*** Reading text

[RFC] pack index lookup performance

Tue Apr 15 23:16:44 BST 2008

On Wed, 2008-04-16 at 07:19 +1000, Robert Collins wrote:
> On Tue, 2008-04-15 at 17:02 -0400, Aaron Bentley wrote:
> 
> 
> > It seems we should be examining the hit caches of all indices before
> > doing more expensive operations.  Are we doing that?
> 
> One way we could do this is add a 'cached_only' flag to the index
> iteration, and then in the CombinedIndex add another loop using that
> flag.

I did a quick crufty version of this up; it made no measurable
difference for me.

=== modified file 'bzrlib/index.py'

--- bzrlib/index.py	2007-12-18 19:42:10 +0000
+++ bzrlib/index.py	2008-04-15 22:14:57 +0000
@@ -272,6 +272,7 @@
         self._keys_by_offset = None
         self._nodes_by_key = None
         self._size = size
+        self._cached_only = False
 
     def __eq__(self, other):
         """Equal when self and other were created with the same parameters."""
@@ -456,10 +457,13 @@
             for key in keys:
                 yield self, key, self._nodes[key]
 
-    def iter_entries(self, keys):
+    def iter_entries(self, keys, cached_only=False):
         """Iterate over keys within the index.
 
         :param keys: An iterable providing the keys to be retrieved.
+        :param cached_only: If True only answer keys from the cache (skip
+            bisecting for unknown keys). Does not preclude doing IO to resolve
+            references.
         :return: An iterable as per iter_all_entries, but restricted to the
             keys supplied. No additional keys will be returned, and every
             key supplied that is in the index will be returned.
@@ -467,6 +471,9 @@
         # PERFORMANCE TODO: parse and bisect all remaining data at some
         # threshold of total-index processing/get calling layers that expect to
         # read the entire index to use the iter_all_entries  method instead.

******
*** Rows

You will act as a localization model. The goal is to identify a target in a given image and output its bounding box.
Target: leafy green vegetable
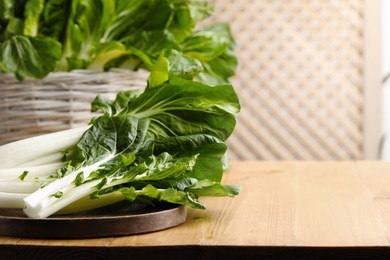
[0,58,240,218]
[0,0,237,84]
[0,35,61,79]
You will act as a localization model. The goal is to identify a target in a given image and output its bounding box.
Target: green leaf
[126,78,240,141]
[24,0,45,36]
[88,41,131,71]
[181,24,237,84]
[0,0,15,24]
[186,179,241,197]
[0,36,61,80]
[148,50,203,87]
[154,135,227,181]
[39,0,72,41]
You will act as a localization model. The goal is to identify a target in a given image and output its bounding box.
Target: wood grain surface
[0,161,390,259]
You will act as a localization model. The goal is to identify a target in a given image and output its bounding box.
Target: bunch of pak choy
[0,0,237,84]
[0,50,240,218]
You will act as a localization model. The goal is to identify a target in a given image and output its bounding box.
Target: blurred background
[204,0,390,160]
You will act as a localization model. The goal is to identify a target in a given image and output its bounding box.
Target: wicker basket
[0,69,149,145]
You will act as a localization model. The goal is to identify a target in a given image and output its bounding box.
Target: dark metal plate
[0,204,187,238]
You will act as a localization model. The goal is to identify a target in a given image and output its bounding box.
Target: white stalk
[0,192,28,209]
[24,180,101,219]
[0,126,90,169]
[24,155,114,208]
[19,152,64,166]
[0,163,66,181]
[0,181,41,194]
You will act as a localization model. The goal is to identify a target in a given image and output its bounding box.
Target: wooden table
[0,161,390,260]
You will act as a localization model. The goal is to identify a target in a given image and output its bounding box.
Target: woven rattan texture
[0,70,149,144]
[208,0,364,160]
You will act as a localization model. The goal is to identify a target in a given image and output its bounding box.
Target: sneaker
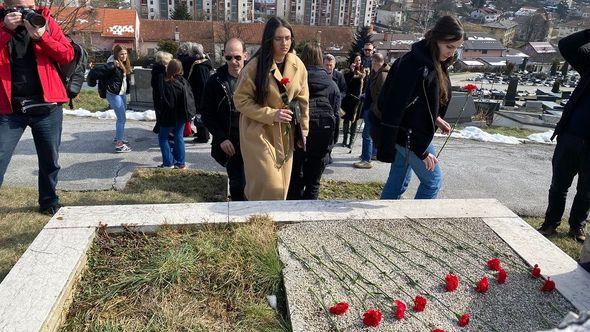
[115,144,131,153]
[39,204,62,217]
[568,228,586,243]
[352,161,373,169]
[539,225,557,237]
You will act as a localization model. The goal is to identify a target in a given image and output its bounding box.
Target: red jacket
[0,7,74,115]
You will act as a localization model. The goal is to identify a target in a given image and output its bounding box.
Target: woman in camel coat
[234,17,309,201]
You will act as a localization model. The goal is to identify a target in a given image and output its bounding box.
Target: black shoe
[567,228,586,243]
[539,225,557,237]
[39,204,62,217]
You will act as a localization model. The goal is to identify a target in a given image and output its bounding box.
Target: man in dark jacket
[201,38,248,201]
[539,29,590,242]
[188,44,213,143]
[0,0,74,215]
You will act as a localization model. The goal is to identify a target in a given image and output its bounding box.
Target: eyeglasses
[224,55,242,61]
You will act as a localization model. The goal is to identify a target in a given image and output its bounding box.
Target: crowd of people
[0,0,590,249]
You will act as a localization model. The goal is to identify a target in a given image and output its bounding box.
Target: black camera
[8,7,47,29]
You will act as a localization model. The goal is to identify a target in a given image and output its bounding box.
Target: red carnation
[541,277,555,292]
[475,277,489,293]
[463,84,477,93]
[458,314,469,327]
[395,300,406,320]
[496,268,507,284]
[329,302,348,316]
[488,258,502,271]
[445,273,459,292]
[363,309,383,327]
[413,295,427,312]
[533,264,541,278]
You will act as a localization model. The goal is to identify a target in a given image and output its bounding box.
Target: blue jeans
[361,110,374,161]
[107,91,127,141]
[381,144,442,199]
[0,106,63,210]
[158,121,185,166]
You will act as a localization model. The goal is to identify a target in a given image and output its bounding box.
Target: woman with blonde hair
[234,17,309,200]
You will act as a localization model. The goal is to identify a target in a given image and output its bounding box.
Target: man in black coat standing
[539,29,590,242]
[201,38,248,201]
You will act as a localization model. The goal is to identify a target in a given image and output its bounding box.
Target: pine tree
[170,1,193,21]
[348,27,371,63]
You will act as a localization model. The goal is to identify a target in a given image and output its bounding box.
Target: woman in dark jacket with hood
[287,43,340,199]
[377,16,465,199]
[158,60,196,169]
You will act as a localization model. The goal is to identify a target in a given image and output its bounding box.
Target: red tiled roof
[53,7,137,38]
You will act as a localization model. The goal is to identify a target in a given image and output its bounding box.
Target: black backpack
[58,37,88,109]
[305,96,336,158]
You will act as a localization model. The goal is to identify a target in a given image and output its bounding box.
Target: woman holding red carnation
[234,17,309,200]
[377,16,465,199]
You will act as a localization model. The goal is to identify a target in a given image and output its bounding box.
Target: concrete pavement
[4,116,575,216]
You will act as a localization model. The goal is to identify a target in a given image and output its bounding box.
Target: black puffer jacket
[188,59,213,114]
[151,63,166,116]
[159,76,196,127]
[377,40,451,162]
[200,64,240,165]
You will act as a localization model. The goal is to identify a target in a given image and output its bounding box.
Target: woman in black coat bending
[342,53,368,148]
[158,59,196,169]
[377,16,465,199]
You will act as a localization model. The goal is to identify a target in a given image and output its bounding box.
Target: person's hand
[219,139,236,157]
[436,116,451,135]
[4,12,23,30]
[24,20,47,40]
[274,108,293,123]
[422,153,438,172]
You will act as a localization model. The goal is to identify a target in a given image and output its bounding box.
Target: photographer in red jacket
[0,0,74,215]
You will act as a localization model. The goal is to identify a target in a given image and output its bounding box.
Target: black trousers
[543,133,590,229]
[287,149,326,200]
[225,152,246,201]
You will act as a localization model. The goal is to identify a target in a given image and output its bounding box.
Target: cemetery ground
[0,169,580,331]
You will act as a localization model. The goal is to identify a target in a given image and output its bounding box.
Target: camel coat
[234,53,309,201]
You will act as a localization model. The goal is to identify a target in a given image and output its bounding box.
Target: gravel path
[279,219,573,332]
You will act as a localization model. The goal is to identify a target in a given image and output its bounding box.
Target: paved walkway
[5,116,575,216]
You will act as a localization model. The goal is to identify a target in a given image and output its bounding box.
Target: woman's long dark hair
[424,16,466,104]
[253,16,295,105]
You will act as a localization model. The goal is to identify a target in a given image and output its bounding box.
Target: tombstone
[128,68,154,111]
[504,77,518,106]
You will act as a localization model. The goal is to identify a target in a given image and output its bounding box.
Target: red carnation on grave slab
[463,84,477,93]
[496,268,508,284]
[457,314,470,327]
[395,300,407,320]
[488,258,502,271]
[532,264,541,279]
[541,277,555,292]
[475,277,489,293]
[445,273,459,292]
[329,302,349,316]
[363,309,383,327]
[412,295,428,312]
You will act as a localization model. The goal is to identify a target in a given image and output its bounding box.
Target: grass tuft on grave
[63,217,290,331]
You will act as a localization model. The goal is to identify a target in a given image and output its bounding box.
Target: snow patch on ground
[64,108,156,121]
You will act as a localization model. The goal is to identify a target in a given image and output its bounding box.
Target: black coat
[151,63,166,116]
[159,76,196,127]
[332,69,346,99]
[188,59,213,114]
[377,40,451,162]
[551,29,590,140]
[200,64,240,165]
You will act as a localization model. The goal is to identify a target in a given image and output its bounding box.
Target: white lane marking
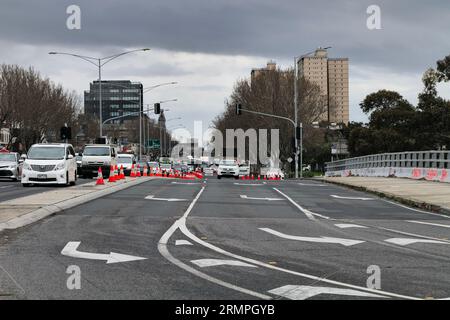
[175,240,193,246]
[298,183,327,187]
[172,182,201,186]
[374,227,450,243]
[177,216,422,300]
[241,195,284,201]
[191,259,257,268]
[408,220,450,228]
[381,199,450,219]
[158,187,272,300]
[335,223,368,229]
[385,238,449,246]
[268,285,387,300]
[331,194,375,201]
[61,241,147,264]
[145,195,187,202]
[259,228,365,247]
[273,188,316,220]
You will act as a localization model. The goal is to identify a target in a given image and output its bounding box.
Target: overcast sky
[0,0,450,141]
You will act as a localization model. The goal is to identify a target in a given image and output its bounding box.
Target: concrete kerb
[0,178,154,232]
[320,178,450,216]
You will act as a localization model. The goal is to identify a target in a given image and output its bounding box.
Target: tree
[213,69,326,174]
[0,65,79,149]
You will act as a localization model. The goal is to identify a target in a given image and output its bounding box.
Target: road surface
[0,178,450,300]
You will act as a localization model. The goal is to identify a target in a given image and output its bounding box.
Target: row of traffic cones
[241,174,282,181]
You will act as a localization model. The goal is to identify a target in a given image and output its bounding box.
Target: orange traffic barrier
[119,164,125,180]
[108,166,116,182]
[95,167,105,186]
[144,166,148,177]
[136,165,141,178]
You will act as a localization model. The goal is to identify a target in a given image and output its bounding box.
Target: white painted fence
[326,151,450,183]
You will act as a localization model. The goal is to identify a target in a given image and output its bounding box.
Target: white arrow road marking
[145,195,187,202]
[331,194,375,201]
[408,221,450,228]
[61,241,147,264]
[298,183,326,187]
[175,240,192,246]
[241,195,284,201]
[259,228,365,247]
[172,182,201,186]
[269,285,387,300]
[191,259,257,268]
[335,223,367,229]
[385,238,449,246]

******

▶ Problem description
Print the stretch of the pack index lookup post from "On Wed, 2008-04-16" through "difference for me.".

▶ Solution to this exercise
On Wed, 2008-04-16 at 07:19 +1000, Robert Collins wrote:
> On Tue, 2008-04-15 at 17:02 -0400, Aaron Bentley wrote:
> 
> 
> > It seems we should be examining the hit caches of all indices before
> > doing more expensive operations.  Are we doing that?
> 
> One way we could do this is add a 'cached_only' flag to the index
> iteration, and then in the CombinedIndex add another loop using that
> flag.

I did a quick crufty version of this up; it made no measurable
difference for me.